** begin Document passage **

# Softmax 
![image-4](image-4.png)

It applies the exponential function to each element and normalizes it by dividing by the sum of all these exponentials. 

Basically squishes output to be between 0-1 and help to calculate probability.

In [1]:
import torch

x = torch.tensor([2.0,1.0,0.1])
outputs = torch.softmax(x, dim=0) # dimension so that it computes along the first axis
outputs

tensor([0.6590, 0.2424, 0.0986])

# Cross-Entropy
![image-5](image-5.png)

- Bad prediction = high cross entropy loss 
- Good prediction = low cross entropy loss

![image-6](image-6.png)


In [2]:
import torch
import torch.nn as nn
import numpy as np

# instatntiate loss
loss = nn.CrossEntropyLoss()

y =torch.tensor([0])
y

tensor([0])

In [3]:
# nsamples x nclasses =1x3 (1 sample in 3 possible classes)
y_pred_good = torch.tensor([[2.0,1.0,0.1]]) #<-- not applied softmax
y_pred_bad = torch.tensor([[0.5,2.0,0.3]]) #<-- not applied softmax

In [4]:
# compute loss
l1 = loss(y_pred_good, y)
l2 = loss(y_pred_bad, y)

l1,l2

(tensor(0.4170), tensor(1.8406))

** end Document passage **

# Task statement:
Continue the PyTorch notes on softmax and cross-entropy loss from the point where they end.

** begin Entries supplied **

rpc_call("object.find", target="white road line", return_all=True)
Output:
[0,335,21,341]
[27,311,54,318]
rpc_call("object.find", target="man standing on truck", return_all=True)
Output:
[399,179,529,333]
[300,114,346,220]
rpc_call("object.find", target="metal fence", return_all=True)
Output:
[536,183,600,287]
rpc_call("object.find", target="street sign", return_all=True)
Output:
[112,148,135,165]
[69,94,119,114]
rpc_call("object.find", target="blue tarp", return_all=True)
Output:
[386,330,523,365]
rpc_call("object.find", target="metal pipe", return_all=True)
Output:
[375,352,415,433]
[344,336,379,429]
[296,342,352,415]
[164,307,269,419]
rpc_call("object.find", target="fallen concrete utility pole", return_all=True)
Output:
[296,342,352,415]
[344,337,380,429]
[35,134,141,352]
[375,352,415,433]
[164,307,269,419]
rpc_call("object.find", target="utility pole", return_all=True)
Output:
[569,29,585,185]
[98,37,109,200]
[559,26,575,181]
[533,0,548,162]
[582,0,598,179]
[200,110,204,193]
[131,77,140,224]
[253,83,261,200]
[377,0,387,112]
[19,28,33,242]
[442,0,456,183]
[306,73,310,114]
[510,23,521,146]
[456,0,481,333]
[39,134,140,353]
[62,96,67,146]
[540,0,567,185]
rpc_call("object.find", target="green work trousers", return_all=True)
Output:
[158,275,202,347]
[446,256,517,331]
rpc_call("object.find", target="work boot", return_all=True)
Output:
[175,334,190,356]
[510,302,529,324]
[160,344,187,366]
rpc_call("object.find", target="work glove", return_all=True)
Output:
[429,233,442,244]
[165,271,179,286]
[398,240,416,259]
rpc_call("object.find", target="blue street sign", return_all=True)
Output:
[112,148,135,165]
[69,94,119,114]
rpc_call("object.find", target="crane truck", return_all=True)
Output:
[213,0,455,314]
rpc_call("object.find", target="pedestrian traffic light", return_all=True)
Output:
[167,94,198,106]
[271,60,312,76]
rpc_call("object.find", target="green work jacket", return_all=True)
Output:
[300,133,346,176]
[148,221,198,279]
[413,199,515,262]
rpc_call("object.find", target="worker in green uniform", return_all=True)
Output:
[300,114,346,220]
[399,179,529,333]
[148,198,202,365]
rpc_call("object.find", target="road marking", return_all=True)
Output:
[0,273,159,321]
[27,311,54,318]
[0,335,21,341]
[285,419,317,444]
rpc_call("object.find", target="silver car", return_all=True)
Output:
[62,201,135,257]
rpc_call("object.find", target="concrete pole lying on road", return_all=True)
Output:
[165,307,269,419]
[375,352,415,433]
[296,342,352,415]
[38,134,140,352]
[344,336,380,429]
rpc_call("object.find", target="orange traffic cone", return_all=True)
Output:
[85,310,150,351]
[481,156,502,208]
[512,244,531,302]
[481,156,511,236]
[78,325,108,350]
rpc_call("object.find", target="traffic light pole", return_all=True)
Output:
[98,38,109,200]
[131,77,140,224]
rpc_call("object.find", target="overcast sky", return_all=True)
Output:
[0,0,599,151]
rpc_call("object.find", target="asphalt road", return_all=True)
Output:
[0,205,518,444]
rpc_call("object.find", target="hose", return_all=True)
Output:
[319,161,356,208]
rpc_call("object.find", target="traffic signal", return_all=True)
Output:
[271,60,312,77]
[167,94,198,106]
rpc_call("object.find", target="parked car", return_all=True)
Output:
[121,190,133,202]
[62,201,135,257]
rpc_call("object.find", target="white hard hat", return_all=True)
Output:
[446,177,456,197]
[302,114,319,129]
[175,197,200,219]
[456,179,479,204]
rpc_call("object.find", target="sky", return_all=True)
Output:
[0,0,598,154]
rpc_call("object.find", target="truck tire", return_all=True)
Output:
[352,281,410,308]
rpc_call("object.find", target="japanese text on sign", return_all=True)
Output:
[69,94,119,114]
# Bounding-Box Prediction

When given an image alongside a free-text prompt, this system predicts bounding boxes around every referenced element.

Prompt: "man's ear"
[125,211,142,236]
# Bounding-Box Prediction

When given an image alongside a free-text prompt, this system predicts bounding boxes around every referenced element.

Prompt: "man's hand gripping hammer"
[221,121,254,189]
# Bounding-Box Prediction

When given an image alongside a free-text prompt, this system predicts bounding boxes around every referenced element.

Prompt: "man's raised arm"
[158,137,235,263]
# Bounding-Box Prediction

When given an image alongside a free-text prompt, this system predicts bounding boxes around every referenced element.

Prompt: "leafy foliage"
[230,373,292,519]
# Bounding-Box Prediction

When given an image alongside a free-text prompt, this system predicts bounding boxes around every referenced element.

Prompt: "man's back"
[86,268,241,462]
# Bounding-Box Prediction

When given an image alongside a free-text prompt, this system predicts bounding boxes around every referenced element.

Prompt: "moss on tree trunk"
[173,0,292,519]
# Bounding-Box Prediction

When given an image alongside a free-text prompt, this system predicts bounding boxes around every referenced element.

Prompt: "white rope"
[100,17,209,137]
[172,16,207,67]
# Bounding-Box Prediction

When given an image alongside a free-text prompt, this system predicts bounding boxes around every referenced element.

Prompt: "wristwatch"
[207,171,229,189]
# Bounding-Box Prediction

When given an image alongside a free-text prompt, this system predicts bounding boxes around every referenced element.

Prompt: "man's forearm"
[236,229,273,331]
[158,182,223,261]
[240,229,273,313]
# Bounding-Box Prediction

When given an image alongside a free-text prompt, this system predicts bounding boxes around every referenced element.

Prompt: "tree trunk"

** end Entries supplied **

# Reply to the task:
Good predicted value has less Cross Entropy Loss than bad predicted value.

In [5]:
# get actual predictions
_, predictions1 = torch.max(y_pred_good, 1)
_, predictions2 = torch.max(y_pred_bad, 1)

predictions1, predictions2

(tensor([0]), tensor([1]))

- Good prediction --> correct predicted that sample belongs to class 0
- Bad prediction --> incorrect prediction

### Cross Entropy in multiple samples

In [6]:
# suppose 3 samples
y = torch.tensor([2,0,1])

# nsamples x nclasses =3x3 (3 sample in 3 possible classes)
y_pred_good = torch.tensor([[0.1,1.0,2.0],[2.0,1.0,0.1],[0.0,3.0,0.1] ])
y_pred_bad = torch.tensor([[2.5,1.0,0.3],[0.1,1.0,2.1],[0.1,3.0,0.1]])

In [7]:
# compute loss
l1 = loss(y_pred_good, y)
l2 = loss(y_pred_bad, y)

l1,l2

(tensor(0.3112), tensor(1.6589))

In [8]:
# get actual predictions
_, predictions1 = torch.max(y_pred_good, 1)
_, predictions2 = torch.max(y_pred_bad, 1)

predictions1, predictions2

(tensor([2, 0, 1]), tensor([0, 2, 1]))